◆ Текст документа

+++++

Выбрать главу

Наконец показался берег, занимаемый советскими войсками. Оба мотора работали на полную мощность, и все-таки я стал отставать от строя. Поврежденное хвостовое оперение оказывало большое сопротивление. Временами самолет терял равновесие: то клевал носом, то уходил влево. С большим трудом мне удавалось выравнивать его. Меня вдруг охватило чувство неуверенности в благополучном исходе полета. Даже подумал: не лучше ли штурману и стрелку-радисту покинуть машину? И тут же решил, что так будет надежней.

- Миша, Гриша, прыгайте! - приказал я.

Но они почему-то медлили и ничего не отвечали.

- Прыгайте! Не то поздно будет! - повторил я настойчиво.

Наконец Губанов сказал:

- Лучше сажай, я прыгать не стану.

- Я тоже, - ответил стрелок-радист.

После таких ответов у меня словно сил прибавилось. Значит, верят в своего командира. Значит, надо дотянуть до аэродрома и посадить машину во что бы то ни стало.

+++++

◆ Записи

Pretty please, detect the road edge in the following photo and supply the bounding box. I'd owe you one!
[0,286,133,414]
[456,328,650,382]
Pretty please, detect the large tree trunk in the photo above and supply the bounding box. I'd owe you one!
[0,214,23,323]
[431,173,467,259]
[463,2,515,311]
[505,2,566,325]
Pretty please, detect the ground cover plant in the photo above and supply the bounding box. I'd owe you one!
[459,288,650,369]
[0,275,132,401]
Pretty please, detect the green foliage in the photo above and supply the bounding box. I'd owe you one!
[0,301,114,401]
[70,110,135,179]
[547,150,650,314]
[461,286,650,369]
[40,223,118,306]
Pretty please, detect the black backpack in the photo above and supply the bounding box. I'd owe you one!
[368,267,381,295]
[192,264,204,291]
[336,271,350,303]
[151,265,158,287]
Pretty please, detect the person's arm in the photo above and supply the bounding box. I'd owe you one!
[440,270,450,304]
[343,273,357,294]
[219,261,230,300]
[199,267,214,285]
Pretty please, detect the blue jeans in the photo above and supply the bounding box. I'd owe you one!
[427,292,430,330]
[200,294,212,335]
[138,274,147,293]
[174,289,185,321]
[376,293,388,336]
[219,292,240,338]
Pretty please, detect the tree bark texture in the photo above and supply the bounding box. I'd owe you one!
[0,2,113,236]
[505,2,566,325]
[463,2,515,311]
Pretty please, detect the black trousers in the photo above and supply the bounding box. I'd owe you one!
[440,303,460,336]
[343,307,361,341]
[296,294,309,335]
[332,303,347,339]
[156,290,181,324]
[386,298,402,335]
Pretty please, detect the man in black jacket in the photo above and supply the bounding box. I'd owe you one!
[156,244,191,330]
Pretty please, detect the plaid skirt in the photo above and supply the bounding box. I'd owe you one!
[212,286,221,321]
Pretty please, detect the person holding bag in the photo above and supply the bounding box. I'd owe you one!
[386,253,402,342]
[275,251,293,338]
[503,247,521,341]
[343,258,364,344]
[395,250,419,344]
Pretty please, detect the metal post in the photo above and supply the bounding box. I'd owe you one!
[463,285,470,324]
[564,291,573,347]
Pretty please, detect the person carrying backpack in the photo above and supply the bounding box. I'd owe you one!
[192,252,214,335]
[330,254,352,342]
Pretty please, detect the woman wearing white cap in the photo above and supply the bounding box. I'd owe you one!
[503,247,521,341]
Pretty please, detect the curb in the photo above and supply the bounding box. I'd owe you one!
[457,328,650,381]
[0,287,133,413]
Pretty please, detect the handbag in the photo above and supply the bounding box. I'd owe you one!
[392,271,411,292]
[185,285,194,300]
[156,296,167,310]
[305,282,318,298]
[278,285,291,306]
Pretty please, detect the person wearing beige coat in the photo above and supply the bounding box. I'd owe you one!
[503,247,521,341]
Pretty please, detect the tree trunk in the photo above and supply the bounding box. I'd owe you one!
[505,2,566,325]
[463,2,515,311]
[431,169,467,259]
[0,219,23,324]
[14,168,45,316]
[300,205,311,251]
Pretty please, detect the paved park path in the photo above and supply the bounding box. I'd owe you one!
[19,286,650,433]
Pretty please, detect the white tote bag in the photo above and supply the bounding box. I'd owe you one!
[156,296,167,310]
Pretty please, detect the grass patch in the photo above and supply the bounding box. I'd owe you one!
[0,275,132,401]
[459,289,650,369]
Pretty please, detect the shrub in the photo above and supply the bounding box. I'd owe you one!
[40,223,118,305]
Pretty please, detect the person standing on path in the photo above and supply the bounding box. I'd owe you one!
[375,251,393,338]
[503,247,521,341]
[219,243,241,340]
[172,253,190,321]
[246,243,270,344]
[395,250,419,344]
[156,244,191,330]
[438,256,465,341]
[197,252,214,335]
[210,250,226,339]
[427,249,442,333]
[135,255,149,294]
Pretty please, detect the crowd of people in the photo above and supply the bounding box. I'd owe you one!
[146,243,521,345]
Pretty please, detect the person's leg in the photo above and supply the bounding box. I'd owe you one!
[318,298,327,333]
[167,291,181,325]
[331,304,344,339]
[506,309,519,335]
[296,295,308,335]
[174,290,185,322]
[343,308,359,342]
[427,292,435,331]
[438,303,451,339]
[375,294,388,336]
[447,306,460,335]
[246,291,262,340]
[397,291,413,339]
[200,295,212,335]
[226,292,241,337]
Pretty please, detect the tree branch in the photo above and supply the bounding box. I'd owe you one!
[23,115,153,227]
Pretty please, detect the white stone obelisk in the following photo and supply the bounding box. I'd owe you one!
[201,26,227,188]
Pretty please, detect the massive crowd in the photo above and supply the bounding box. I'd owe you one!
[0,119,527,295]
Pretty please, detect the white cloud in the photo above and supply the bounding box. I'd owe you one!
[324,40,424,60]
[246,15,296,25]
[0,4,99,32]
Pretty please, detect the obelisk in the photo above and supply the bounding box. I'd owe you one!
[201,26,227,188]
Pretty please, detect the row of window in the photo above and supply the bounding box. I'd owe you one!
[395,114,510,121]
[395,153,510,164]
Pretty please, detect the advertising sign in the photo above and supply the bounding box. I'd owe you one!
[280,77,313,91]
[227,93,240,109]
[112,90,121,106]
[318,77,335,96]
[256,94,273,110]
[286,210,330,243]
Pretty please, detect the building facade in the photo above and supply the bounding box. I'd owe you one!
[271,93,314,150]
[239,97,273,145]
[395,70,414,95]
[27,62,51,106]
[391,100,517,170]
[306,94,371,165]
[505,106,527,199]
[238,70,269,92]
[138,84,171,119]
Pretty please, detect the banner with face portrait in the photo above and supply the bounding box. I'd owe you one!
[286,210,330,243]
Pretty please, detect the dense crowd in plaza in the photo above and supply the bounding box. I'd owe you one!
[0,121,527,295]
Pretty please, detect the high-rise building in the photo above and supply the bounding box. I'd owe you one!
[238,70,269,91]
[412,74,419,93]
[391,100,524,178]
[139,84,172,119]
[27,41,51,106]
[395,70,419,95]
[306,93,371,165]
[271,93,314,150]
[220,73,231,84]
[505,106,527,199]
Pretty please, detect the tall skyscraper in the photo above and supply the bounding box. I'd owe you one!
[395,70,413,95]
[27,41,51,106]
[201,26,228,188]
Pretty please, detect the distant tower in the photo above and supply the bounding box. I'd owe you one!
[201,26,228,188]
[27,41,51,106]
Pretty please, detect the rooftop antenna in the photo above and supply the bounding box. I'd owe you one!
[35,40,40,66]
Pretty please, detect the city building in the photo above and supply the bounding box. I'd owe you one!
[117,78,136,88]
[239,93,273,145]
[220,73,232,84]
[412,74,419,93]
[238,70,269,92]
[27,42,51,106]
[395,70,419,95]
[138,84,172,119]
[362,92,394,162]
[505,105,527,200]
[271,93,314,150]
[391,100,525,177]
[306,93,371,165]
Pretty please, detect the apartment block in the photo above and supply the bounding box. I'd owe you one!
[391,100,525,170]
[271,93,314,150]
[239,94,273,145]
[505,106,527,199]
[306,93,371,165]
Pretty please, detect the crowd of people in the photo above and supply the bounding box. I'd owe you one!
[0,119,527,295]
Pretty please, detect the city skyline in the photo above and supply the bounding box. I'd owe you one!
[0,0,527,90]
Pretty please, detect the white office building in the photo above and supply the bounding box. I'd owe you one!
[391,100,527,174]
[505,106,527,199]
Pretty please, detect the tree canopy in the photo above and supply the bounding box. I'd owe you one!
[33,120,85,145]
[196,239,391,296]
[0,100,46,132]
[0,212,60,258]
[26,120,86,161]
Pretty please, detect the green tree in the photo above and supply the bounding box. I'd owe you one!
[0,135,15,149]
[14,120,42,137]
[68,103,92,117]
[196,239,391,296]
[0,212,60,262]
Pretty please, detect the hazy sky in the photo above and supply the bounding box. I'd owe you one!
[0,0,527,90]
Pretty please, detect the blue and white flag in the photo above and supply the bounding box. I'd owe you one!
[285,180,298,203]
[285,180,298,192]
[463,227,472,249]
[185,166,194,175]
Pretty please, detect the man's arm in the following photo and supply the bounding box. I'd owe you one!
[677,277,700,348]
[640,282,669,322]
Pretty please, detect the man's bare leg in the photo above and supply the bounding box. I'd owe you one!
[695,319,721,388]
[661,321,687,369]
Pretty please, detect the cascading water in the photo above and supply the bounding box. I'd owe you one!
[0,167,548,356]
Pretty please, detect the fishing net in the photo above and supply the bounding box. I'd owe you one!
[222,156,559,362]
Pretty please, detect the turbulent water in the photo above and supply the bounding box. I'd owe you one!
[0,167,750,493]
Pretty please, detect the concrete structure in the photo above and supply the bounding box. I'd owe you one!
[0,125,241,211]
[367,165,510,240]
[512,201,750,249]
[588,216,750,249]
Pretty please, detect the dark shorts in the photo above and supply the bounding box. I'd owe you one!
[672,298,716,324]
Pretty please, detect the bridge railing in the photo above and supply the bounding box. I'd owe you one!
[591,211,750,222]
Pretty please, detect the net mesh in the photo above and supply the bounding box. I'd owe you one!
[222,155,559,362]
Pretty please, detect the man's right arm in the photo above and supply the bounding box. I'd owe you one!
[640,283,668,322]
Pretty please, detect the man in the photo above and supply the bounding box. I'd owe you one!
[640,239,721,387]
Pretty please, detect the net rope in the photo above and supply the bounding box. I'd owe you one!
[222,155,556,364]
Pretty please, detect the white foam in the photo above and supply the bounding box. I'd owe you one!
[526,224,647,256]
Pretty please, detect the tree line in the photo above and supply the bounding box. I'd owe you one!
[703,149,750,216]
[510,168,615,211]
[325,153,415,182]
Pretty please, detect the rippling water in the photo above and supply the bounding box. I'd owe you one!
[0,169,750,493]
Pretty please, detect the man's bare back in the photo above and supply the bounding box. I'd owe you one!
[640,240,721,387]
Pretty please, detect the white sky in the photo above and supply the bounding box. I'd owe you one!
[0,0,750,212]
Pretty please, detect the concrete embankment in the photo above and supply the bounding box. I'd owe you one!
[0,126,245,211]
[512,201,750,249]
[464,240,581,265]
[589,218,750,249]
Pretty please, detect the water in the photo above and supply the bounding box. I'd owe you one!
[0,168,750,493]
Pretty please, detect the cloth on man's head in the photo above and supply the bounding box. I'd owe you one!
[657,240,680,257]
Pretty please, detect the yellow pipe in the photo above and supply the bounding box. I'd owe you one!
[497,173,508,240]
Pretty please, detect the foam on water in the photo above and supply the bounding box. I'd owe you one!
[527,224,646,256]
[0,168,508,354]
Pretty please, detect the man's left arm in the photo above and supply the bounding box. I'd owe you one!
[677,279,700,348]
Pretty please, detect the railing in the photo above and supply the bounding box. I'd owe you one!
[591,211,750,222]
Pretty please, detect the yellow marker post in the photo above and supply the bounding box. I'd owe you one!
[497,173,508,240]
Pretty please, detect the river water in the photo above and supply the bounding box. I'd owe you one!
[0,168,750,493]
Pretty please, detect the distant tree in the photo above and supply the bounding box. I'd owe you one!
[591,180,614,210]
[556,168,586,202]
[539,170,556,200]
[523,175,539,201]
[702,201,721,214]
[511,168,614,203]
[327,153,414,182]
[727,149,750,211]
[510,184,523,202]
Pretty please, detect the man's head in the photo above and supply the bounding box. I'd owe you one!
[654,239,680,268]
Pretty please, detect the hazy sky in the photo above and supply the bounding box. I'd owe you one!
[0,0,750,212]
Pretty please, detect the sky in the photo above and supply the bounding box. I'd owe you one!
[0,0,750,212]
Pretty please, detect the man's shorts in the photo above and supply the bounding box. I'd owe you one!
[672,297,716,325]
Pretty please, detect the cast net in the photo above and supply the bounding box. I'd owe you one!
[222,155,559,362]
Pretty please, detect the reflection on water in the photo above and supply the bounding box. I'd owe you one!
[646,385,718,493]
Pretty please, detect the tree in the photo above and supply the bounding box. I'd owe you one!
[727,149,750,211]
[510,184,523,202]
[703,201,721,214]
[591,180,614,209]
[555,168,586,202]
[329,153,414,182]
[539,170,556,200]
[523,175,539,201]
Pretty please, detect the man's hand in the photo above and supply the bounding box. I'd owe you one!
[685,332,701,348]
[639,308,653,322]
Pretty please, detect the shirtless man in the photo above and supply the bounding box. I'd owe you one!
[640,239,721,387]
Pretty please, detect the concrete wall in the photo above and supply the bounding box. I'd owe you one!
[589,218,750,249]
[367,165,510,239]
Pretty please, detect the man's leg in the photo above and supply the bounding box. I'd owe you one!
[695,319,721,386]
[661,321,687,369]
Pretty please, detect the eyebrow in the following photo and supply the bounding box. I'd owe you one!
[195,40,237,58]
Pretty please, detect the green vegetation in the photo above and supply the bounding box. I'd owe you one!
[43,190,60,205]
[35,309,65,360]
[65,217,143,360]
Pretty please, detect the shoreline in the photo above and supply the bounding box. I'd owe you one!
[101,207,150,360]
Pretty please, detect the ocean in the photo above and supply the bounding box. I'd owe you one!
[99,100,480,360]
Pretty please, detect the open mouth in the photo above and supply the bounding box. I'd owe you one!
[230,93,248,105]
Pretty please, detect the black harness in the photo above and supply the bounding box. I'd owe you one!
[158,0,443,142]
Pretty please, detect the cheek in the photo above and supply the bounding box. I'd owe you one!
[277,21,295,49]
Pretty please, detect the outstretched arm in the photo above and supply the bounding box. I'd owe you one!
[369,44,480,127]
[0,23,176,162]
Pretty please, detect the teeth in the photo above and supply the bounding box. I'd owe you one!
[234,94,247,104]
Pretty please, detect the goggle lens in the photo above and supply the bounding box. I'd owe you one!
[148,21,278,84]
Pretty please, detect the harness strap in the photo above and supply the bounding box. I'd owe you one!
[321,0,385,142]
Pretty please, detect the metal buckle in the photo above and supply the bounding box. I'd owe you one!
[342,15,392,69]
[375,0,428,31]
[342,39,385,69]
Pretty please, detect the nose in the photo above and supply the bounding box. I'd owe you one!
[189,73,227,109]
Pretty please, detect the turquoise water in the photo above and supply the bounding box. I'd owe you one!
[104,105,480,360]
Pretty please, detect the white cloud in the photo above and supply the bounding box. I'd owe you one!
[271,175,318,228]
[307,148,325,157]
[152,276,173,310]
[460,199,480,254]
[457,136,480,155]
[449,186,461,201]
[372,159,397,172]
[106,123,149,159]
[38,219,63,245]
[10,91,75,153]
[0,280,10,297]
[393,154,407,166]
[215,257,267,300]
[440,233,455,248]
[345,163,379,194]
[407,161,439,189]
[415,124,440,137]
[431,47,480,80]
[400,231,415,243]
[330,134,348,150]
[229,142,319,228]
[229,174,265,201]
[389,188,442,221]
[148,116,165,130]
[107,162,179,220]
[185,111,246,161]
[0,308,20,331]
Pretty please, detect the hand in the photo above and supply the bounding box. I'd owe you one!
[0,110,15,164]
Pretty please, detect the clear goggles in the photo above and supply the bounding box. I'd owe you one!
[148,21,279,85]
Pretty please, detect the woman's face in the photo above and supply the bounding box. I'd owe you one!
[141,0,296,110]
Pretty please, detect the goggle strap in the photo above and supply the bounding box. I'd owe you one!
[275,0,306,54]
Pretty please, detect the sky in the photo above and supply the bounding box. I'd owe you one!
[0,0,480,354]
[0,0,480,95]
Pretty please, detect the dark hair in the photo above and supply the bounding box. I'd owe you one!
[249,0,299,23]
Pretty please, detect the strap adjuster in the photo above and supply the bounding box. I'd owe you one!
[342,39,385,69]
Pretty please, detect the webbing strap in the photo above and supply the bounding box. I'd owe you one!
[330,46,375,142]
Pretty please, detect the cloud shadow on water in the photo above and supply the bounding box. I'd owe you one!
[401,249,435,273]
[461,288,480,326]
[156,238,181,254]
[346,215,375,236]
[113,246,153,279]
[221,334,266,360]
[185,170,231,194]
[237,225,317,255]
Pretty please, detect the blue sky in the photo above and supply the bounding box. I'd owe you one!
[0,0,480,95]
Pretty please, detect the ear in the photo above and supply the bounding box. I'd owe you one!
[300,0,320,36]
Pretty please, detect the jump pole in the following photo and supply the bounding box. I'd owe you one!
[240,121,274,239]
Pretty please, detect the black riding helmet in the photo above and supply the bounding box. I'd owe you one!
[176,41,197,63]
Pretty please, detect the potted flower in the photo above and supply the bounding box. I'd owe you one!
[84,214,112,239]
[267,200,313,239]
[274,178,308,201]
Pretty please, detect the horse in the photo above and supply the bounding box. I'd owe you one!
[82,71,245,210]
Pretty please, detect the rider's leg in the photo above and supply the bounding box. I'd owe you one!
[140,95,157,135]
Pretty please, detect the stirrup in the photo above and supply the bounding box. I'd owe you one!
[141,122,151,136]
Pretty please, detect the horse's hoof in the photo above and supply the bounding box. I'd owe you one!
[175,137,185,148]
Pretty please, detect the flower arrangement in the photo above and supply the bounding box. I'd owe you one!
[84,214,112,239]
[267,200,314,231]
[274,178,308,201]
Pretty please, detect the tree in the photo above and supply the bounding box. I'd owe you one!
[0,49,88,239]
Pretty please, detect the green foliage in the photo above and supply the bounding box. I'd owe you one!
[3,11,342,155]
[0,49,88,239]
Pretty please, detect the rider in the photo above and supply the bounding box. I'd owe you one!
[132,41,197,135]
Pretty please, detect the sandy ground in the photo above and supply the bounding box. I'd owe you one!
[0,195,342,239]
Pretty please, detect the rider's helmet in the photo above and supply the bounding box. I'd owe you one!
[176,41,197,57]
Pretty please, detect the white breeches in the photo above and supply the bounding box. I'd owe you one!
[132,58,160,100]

+++++

◆ Задания
- 1) Перескажите отрывок о полёте в двух предложениях.
- 2) Что ответил Губанов на приказ прыгать в отрывке о полёте?
- 3) Согласуются ли с отрывком о полёте эти утверждения? Для каждого ответьте «да» или «нет» и процитируйте решающие слова.
(а) Оба мотора работали на полную мощность.
(б) Стрелок-радист согласился покинуть самолёт.
(в) Временами самолёт клевал носом.

◆ Ответы к заданиям
- 1) Из-за повреждённого хвостового оперения самолёт рассказчика отставал от строя и терял равновесие, и командир приказал штурману и стрелку-радисту прыгать. Оба отказались покинуть машину, и, почувствовав, что они верят в своего командира, он решил во что бы то ни стало дотянуть до аэродрома и посадить самолёт.

- 2) «Лучше сажай, я прыгать не стану».

- 3)
(а) Да: «Оба мотора работали на полную мощность».
(б) Нет: «Я тоже, - ответил стрелок-радист».
(в) Да: «то клевал носом, то уходил влево».